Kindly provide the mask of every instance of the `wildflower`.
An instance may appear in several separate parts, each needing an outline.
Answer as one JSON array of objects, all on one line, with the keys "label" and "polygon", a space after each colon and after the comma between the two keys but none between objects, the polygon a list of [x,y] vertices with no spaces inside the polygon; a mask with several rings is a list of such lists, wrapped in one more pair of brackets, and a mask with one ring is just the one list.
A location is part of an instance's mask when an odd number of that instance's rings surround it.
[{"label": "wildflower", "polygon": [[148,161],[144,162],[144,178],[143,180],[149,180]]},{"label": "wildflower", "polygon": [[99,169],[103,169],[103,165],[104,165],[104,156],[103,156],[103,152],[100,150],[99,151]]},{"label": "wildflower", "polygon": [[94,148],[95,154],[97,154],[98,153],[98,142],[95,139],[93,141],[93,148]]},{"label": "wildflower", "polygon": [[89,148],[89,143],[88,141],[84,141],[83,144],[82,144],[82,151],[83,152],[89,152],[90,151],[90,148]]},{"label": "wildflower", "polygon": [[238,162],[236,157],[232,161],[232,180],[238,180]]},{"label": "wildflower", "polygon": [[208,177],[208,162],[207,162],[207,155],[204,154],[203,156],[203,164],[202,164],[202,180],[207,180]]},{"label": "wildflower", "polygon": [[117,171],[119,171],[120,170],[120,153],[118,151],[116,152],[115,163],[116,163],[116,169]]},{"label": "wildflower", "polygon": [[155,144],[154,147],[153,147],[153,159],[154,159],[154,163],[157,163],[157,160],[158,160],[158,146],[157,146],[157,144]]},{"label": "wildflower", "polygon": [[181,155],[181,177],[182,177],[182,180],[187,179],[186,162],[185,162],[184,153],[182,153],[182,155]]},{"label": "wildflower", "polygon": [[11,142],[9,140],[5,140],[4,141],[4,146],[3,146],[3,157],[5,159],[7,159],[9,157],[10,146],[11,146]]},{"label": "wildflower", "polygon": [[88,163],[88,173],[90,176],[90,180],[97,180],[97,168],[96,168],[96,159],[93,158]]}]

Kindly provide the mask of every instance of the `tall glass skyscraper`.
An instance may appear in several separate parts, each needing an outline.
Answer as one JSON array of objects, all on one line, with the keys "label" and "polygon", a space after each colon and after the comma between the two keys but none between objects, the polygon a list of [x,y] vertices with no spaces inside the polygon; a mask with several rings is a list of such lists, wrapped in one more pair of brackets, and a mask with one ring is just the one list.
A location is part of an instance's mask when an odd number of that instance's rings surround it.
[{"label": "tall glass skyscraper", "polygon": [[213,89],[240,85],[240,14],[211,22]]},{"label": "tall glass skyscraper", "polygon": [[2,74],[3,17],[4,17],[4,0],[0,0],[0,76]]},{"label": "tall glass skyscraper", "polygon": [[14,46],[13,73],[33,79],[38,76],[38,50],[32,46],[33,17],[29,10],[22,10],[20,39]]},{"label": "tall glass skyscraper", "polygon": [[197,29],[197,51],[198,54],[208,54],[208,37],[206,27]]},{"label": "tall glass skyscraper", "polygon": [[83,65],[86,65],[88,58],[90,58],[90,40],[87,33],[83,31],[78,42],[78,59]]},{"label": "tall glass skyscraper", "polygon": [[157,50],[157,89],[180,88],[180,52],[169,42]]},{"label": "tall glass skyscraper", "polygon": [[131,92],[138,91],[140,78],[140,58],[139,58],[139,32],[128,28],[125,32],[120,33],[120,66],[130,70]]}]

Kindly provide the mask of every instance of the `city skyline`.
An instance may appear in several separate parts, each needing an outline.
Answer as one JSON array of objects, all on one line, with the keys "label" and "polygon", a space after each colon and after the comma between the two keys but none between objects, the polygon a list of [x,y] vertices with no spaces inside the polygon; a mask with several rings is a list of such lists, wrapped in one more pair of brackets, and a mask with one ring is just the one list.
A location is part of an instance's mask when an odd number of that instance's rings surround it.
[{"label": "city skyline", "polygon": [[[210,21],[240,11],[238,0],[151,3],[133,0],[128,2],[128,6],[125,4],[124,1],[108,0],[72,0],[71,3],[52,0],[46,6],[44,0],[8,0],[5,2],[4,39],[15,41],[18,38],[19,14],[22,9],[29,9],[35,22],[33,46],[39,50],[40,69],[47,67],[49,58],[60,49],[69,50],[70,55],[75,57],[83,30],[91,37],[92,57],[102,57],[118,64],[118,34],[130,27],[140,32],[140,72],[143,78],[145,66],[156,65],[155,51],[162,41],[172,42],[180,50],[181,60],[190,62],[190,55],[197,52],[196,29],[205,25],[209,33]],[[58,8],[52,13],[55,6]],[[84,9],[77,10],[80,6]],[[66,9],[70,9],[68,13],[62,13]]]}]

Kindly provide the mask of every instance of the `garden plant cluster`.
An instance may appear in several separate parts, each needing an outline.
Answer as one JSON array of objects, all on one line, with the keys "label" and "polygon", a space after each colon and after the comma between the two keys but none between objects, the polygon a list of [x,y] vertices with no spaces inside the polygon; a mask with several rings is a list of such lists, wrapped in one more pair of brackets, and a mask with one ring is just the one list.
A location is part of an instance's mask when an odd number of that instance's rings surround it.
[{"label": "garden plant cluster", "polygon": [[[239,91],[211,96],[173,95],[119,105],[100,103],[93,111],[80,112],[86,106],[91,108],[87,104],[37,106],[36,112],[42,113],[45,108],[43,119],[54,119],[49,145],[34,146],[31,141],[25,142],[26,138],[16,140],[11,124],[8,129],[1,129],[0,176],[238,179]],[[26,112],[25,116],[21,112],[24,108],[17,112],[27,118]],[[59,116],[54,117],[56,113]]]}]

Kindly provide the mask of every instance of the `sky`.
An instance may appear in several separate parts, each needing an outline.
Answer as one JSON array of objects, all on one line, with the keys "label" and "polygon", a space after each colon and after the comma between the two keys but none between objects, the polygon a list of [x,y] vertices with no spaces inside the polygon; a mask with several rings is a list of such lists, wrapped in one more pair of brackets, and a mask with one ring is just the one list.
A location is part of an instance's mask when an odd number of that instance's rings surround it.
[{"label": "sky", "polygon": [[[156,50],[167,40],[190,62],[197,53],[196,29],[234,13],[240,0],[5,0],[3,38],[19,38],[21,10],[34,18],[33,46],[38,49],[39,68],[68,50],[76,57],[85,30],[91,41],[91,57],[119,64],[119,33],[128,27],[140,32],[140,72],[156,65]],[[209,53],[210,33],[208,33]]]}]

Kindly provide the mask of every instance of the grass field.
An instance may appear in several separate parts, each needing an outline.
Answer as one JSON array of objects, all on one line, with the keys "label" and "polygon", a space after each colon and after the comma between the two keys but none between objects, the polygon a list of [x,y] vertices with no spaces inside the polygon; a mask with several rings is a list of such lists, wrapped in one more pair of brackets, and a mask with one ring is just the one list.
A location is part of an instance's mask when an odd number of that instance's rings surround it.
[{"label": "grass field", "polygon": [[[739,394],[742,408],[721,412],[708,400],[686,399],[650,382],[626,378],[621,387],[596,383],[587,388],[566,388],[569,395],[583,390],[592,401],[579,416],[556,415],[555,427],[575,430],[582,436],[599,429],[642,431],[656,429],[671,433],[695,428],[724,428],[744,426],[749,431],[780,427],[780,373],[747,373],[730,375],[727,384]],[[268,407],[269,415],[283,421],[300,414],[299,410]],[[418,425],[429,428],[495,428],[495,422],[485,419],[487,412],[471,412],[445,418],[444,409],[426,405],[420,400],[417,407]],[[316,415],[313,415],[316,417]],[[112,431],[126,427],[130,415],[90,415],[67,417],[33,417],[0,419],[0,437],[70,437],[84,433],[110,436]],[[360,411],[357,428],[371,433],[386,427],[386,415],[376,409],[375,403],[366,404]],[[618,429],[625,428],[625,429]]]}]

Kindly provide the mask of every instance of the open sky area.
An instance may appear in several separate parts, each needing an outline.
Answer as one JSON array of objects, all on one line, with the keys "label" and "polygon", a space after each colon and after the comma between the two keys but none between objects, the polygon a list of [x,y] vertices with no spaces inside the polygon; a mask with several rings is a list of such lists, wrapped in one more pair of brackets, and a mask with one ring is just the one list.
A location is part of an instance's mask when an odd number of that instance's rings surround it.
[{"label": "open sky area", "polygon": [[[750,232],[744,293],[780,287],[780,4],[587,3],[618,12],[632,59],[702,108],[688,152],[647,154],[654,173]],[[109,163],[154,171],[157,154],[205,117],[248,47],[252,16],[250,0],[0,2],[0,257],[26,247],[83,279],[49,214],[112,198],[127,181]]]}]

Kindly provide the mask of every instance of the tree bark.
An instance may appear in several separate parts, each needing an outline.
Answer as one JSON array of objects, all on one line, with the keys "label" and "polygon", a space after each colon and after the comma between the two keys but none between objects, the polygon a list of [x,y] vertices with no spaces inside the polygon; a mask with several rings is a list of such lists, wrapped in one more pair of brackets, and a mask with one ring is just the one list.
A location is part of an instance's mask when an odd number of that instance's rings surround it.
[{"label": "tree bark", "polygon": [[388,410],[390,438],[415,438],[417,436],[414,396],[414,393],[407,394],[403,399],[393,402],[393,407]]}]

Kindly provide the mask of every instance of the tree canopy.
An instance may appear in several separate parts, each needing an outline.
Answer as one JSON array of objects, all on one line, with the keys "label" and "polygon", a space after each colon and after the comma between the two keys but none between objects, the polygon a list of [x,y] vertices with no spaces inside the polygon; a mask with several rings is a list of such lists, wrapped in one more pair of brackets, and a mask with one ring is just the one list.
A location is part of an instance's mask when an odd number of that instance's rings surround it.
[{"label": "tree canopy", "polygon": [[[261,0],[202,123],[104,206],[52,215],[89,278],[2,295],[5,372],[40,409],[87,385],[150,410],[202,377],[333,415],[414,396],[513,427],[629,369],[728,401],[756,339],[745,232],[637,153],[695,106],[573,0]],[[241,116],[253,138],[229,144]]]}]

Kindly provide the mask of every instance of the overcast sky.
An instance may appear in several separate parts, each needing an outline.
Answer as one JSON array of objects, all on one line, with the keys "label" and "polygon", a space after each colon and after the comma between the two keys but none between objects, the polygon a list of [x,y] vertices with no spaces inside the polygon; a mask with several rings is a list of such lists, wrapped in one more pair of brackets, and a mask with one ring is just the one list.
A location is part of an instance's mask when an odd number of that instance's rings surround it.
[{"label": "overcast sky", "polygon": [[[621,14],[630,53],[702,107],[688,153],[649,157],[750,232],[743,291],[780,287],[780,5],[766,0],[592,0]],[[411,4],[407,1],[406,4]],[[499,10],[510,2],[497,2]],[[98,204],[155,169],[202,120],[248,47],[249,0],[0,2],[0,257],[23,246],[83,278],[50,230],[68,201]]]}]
=-=-=
* TASK TO COMPLETE *
Starting at the line that contains "Kindly provide the mask of every instance of the tree canopy.", copy each line exactly through the end of the listing above. Include that first line and the last one, and add nothing.

* FINISHED ANSWER *
Kindly provide the mask of every instance of the tree canopy.
An instance may appear in several separate parts, each needing an outline.
Answer as one JSON array of objects, all on one line, with the keys "label" and "polygon", a space after each colon and after the comma between the two keys but none between objects, the polygon a list of [x,y] vertices with no spaces inside the polygon; a mask with several rings is a list of such lists, wrapped in one more pair of brackets, and a mask with one ring is just the one list.
A location is part of an instance's mask when an odd number of that instance's rings surround it.
[{"label": "tree canopy", "polygon": [[[261,0],[202,123],[104,206],[52,215],[89,278],[2,295],[5,372],[40,409],[87,385],[150,410],[202,377],[333,415],[414,396],[513,427],[629,369],[728,401],[756,339],[745,232],[637,153],[695,106],[573,0]],[[241,116],[253,138],[229,144]]]}]

Kindly provide the mask of every instance of the overcast sky.
An instance may appear in several separate parts, each needing an outline.
Answer as one JSON array of objects, all on one line, with the keys "label" and "polygon", a space after each colon and after the comma between the two keys but none between objects, the polygon a list of [x,y] vertices with no spaces inside the polygon; a mask with several rings is a list of such lists, wrapped in one more pair of brackets, and a mask with one ring is just the one list.
A location is part of an instance's mask when an odd number of that instance's rings surround it.
[{"label": "overcast sky", "polygon": [[[621,14],[630,53],[702,107],[688,153],[649,157],[750,232],[743,291],[780,287],[780,5],[766,0],[592,0]],[[411,4],[407,1],[406,4]],[[499,10],[510,2],[497,2]],[[98,204],[155,169],[202,120],[248,47],[249,0],[0,2],[0,257],[23,246],[83,278],[50,230],[68,201]]]}]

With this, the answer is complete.